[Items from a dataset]
BEGIN

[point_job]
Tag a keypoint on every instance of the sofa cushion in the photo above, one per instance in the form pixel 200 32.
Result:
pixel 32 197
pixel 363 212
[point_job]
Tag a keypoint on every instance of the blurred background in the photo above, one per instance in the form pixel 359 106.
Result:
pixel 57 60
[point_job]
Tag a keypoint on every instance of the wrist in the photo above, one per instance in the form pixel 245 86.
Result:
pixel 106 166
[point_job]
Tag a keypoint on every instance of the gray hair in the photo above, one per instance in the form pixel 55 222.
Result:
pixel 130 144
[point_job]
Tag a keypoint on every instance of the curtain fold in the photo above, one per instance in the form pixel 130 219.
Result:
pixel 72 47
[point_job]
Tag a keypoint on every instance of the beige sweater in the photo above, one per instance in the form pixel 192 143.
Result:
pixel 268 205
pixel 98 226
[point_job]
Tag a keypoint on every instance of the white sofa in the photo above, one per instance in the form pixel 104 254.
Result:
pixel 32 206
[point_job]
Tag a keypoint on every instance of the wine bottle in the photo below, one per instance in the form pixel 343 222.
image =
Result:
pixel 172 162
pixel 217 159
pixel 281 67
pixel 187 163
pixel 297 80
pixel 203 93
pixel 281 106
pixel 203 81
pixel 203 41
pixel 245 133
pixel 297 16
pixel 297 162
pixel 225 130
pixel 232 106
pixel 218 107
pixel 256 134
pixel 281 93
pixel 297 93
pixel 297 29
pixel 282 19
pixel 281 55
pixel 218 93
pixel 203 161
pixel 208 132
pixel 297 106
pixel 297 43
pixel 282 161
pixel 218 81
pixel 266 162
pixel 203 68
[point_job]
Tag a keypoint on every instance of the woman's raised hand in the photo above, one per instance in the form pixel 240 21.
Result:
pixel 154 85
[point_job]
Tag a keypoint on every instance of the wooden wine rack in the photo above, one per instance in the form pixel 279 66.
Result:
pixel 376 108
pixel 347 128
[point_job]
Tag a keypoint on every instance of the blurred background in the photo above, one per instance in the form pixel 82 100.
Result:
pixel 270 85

END

» **WORK REQUEST**: The expected reply is a number only, the tally of lines in the data where the word "wine" is found.

» **RESPONSE BOX**: 2